Task: Will you output the entries below exactly, skipping every image they contain?

Collected data:
* * * *
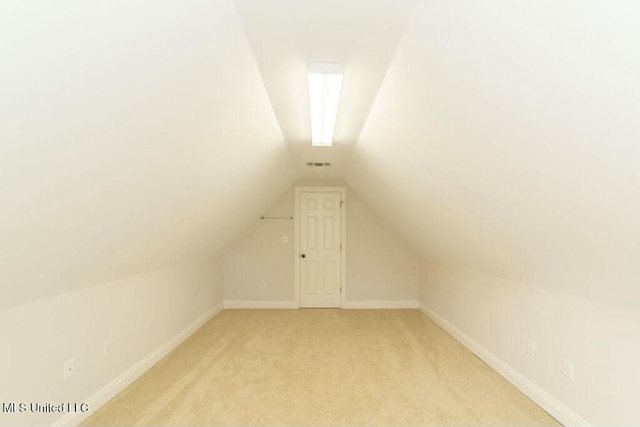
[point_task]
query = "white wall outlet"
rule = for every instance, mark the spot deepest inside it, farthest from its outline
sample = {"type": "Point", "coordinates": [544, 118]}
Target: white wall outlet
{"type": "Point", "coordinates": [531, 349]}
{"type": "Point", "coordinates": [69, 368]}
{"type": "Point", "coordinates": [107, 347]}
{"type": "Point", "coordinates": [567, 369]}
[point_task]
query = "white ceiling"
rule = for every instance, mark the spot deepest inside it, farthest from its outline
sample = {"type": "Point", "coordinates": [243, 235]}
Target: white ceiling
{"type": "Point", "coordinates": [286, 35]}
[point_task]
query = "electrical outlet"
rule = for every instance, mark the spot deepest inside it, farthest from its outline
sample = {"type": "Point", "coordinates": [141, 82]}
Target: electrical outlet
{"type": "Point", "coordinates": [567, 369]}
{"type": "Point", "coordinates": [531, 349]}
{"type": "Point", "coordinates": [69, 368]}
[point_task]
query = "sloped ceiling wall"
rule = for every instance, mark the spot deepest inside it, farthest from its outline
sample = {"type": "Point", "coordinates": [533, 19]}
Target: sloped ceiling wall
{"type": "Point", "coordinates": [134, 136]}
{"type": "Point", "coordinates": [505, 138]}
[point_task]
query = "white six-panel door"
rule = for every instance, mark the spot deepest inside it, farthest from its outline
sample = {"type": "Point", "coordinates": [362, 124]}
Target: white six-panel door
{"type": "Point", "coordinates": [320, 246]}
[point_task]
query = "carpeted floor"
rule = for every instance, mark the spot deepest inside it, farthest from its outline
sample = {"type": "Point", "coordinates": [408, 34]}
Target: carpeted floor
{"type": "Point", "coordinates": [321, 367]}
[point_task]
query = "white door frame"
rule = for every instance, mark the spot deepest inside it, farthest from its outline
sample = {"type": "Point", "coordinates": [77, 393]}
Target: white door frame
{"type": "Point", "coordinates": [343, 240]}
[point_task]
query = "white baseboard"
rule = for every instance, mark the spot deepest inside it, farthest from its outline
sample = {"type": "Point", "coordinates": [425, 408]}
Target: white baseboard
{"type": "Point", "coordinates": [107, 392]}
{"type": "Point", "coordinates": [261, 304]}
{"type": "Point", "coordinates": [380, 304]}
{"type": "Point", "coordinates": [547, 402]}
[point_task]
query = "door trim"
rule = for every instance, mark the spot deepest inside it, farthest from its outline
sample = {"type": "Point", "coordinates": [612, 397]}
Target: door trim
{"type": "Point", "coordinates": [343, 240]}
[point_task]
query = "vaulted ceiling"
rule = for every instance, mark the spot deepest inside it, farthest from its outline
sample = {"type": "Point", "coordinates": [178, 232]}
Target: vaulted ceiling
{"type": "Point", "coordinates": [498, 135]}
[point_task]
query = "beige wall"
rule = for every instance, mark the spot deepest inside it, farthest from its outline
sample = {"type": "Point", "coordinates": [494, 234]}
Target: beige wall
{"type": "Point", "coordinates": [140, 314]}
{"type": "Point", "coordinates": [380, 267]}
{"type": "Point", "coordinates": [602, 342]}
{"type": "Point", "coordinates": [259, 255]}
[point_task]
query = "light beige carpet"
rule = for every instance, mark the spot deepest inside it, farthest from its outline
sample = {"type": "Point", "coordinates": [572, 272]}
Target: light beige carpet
* * * *
Exercise answer:
[point_task]
query = "white wall outlet"
rule = for every instance, mark the spot deepest inside it, farthest from its outline
sample = {"type": "Point", "coordinates": [544, 118]}
Target: white wall outlet
{"type": "Point", "coordinates": [531, 349]}
{"type": "Point", "coordinates": [69, 368]}
{"type": "Point", "coordinates": [107, 347]}
{"type": "Point", "coordinates": [567, 369]}
[point_task]
query = "white ceiling"
rule = for every instance, mark the spot deepest inside it, farthest from its outline
sample = {"type": "Point", "coordinates": [243, 235]}
Target: white ceiling
{"type": "Point", "coordinates": [286, 35]}
[point_task]
query = "electrical outlet"
rule = for every instance, mark the spot deepest inside it, farthest from its outline
sample = {"type": "Point", "coordinates": [141, 82]}
Target: electrical outlet
{"type": "Point", "coordinates": [567, 369]}
{"type": "Point", "coordinates": [531, 349]}
{"type": "Point", "coordinates": [69, 368]}
[point_task]
query = "sloped ceiling wall"
rule = for every instance, mark the spot deepest inside it, farthest from its outline
sample = {"type": "Point", "coordinates": [533, 19]}
Target: sloped ceiling wall
{"type": "Point", "coordinates": [134, 136]}
{"type": "Point", "coordinates": [505, 138]}
[point_task]
query = "white six-panel door"
rule = for every instance, mark the spot deepest inside it, farthest from its outline
sample = {"type": "Point", "coordinates": [362, 124]}
Target: white six-panel door
{"type": "Point", "coordinates": [320, 246]}
[point_task]
query = "carpeted floor"
rule = for every instance, mark the spot deepest inside it, farthest from its outline
sample = {"type": "Point", "coordinates": [408, 34]}
Target: carpeted floor
{"type": "Point", "coordinates": [321, 367]}
[point_task]
query = "white door frame"
rule = for every instance, mark the spot deepest inside it, farthest from its outline
sample = {"type": "Point", "coordinates": [77, 393]}
Target: white door frame
{"type": "Point", "coordinates": [343, 240]}
[point_task]
query = "white baseboard"
rule = for every instance, mark the spot deepest inside it, farthest from its outline
sample = {"type": "Point", "coordinates": [425, 408]}
Target: white baseboard
{"type": "Point", "coordinates": [107, 392]}
{"type": "Point", "coordinates": [261, 304]}
{"type": "Point", "coordinates": [380, 304]}
{"type": "Point", "coordinates": [547, 402]}
[point_task]
query = "door trim"
rule = for every instance, mark the spot deepest inside it, farthest from its outline
sample = {"type": "Point", "coordinates": [612, 397]}
Target: door trim
{"type": "Point", "coordinates": [343, 240]}
[point_task]
query = "vaulted ceiling"
rule = for every instance, mark the spot deepest inside it, farthest from its outline
sample = {"type": "Point", "coordinates": [178, 232]}
Target: vaulted ceiling
{"type": "Point", "coordinates": [498, 135]}
[point_task]
query = "beige wall"
rule = for every instance, mark the spot deepest inside it, farthest from its outline
sample = {"type": "Point", "coordinates": [494, 234]}
Target: beige wall
{"type": "Point", "coordinates": [140, 314]}
{"type": "Point", "coordinates": [380, 267]}
{"type": "Point", "coordinates": [602, 342]}
{"type": "Point", "coordinates": [259, 255]}
[point_task]
query = "light beige carpet"
rule = for every instance, mark the spot deepest inside it, farthest from its outline
sample = {"type": "Point", "coordinates": [572, 272]}
Target: light beige carpet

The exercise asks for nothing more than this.